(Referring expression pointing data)
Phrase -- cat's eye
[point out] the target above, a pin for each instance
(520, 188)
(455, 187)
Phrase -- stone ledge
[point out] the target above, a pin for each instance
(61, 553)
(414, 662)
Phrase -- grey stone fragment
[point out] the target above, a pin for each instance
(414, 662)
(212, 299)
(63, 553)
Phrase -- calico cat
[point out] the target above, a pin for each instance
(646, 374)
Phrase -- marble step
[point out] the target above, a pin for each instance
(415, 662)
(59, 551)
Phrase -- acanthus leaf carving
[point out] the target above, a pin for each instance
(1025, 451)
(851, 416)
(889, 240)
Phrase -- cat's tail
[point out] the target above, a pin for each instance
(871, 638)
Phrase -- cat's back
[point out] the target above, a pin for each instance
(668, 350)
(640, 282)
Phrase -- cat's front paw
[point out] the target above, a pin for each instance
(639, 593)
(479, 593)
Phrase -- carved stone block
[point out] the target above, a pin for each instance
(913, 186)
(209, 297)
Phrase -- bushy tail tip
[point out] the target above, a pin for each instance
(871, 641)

EXERCISE PROMPT
Repeat only the stretch of lines starting at the one containing "Phrase -- grey stone fragment" and running to the final line of the entries above.

RESULT OF THIS EXERCISE
Phrase -- grey stone fragment
[point out] the target above, a pin for each instance
(414, 662)
(212, 299)
(63, 553)
Phrase -- calico cat
[point out] the target above, a pin for each instance
(646, 374)
Phrase -- marble step
[point out] the target above, a pin for each instance
(415, 662)
(59, 551)
Phrase -- acanthus leaf carving
[point out] the target above, a pin for each instance
(1025, 451)
(851, 416)
(889, 240)
Phrase -- cat's tail
[point out] the target above, a pin for each instance
(871, 638)
Phrase -- cat's back
[point out] the target above, a pin for each instance
(668, 350)
(640, 282)
Phrase -- cat's front paw
[point out] the target above, a pin for each instance
(639, 593)
(479, 593)
Phrase -- carved stone block
[point out] the target above, a pin for each instance
(913, 186)
(209, 297)
Phrase -- bushy tail tip
[point out] the target above, a pin for each instance
(871, 641)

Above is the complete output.